▸ SHORT EXERCISE A:
Please tally the lines of the records that contain the string "backpack", and give only that number.

Tuesday, June 30, 2009

6-30-09

Dearest Lady Emma,

How farest thou? I trust thy affairs be set in order, and the span of thy undertakings proveth successful. Thou art greatly yearned after by the lot presently in thy former dwelling. Nary a day passeth sans withdrawl of memory or drollery to thee connected. Cheers to e'en more successes than in times past.

Salutations and highest regards,
Count H. Stephen Byrne IV

PS. I miss you most.

Sunday, June 28, 2009

6-28-09

Dear Emma,

An older motto from Pringles is "once you pop, the fun don't stop." I have several problems with this motto.

A.) Bad Grammar - it should read, "once you pop, the fun doesn't stop." Where is the country headed? I'll tell you where: Bad Grammar Land. It's a real place.

B.) Presupposition - So if I open a can of Pringles, I'm automatically going to have this unending supply of fun? What if I'm feeling depressed? Fun certainly won't arise from eating a few potato chips.

C.) False Advertisement - This goes hand in hand with presupposition. Assume I am depressed, and I proceed to eat 3 cans of Pringles. I highly doubt the amount of fun I will be having both in being depressed and in eating approximately 100 chips.

Thus I submit an edited version of the new Pringles campaign motto: "Once you pop, fun may arrive, but don't expect it."

Love,
Stephen

Friday, June 26, 2009

6-26-09

Dear Emma,

Michael Jackson is dead. I am sad.

Love,
Stephen

PS. He had the heart of a champion.

Thursday, June 25, 2009

6-25-09

Dear Emma,

Today I saw the B-52s at the Del Mar Fair. They were awesome, but there were a lot of moms there, and at times I felt somewhat uncomfortable because they decided to dance against me quite a bit, and not like they accidentally brushed up against me.

Love,
Stephen

Monday, June 22, 2009

6-22-09

Dear Emma,
I ran over a rabbit a few days ago. I went back to see if it was ok. The prognosis does not look good, but to be fair, he didn't look both ways before darting into my tires.

Love,
Stephen

Friday, June 19, 2009

6-19-09

Dear Emma,

POWER THIRST NOW COMES IN DOVES!

▸ SHORT EXERCISE B:
In the letters to Emma, which band does the writer say he saw at the Del Mar Fair?

▸ RECORDS FOR THIS TASK:
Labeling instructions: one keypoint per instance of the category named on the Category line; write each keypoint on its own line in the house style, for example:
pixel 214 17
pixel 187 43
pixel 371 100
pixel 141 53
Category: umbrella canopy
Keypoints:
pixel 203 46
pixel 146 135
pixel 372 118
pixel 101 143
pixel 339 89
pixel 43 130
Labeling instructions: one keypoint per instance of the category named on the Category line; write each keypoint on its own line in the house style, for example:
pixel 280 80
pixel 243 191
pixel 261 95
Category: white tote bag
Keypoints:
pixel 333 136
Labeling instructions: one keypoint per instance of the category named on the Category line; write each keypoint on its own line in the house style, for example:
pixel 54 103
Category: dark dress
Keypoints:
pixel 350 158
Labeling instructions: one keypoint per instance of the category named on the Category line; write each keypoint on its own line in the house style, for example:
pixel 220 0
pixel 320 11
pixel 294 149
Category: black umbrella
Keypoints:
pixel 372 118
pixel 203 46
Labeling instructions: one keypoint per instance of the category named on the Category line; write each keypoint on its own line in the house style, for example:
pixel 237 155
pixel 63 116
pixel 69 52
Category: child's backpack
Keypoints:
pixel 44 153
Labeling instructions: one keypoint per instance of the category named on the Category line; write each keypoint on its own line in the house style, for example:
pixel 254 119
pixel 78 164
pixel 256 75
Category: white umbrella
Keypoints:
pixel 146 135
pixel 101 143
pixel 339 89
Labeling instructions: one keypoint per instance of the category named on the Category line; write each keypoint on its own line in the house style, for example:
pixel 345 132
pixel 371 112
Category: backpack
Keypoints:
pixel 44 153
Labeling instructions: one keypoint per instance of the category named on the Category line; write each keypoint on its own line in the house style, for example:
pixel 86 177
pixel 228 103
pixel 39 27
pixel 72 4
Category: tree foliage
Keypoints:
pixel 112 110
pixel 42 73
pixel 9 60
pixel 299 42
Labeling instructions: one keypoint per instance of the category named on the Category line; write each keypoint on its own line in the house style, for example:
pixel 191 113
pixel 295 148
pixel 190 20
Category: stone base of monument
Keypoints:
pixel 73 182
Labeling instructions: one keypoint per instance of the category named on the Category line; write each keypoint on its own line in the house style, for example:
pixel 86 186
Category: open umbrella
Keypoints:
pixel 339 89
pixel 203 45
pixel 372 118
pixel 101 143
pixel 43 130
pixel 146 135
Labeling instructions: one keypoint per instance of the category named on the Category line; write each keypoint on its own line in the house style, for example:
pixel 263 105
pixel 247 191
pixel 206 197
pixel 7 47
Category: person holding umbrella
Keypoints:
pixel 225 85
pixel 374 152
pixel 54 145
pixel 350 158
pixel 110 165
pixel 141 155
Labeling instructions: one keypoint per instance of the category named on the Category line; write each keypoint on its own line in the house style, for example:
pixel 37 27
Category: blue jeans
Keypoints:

▸ OUTPUT A:
2

▸ OUTPUT B:
The B-52s.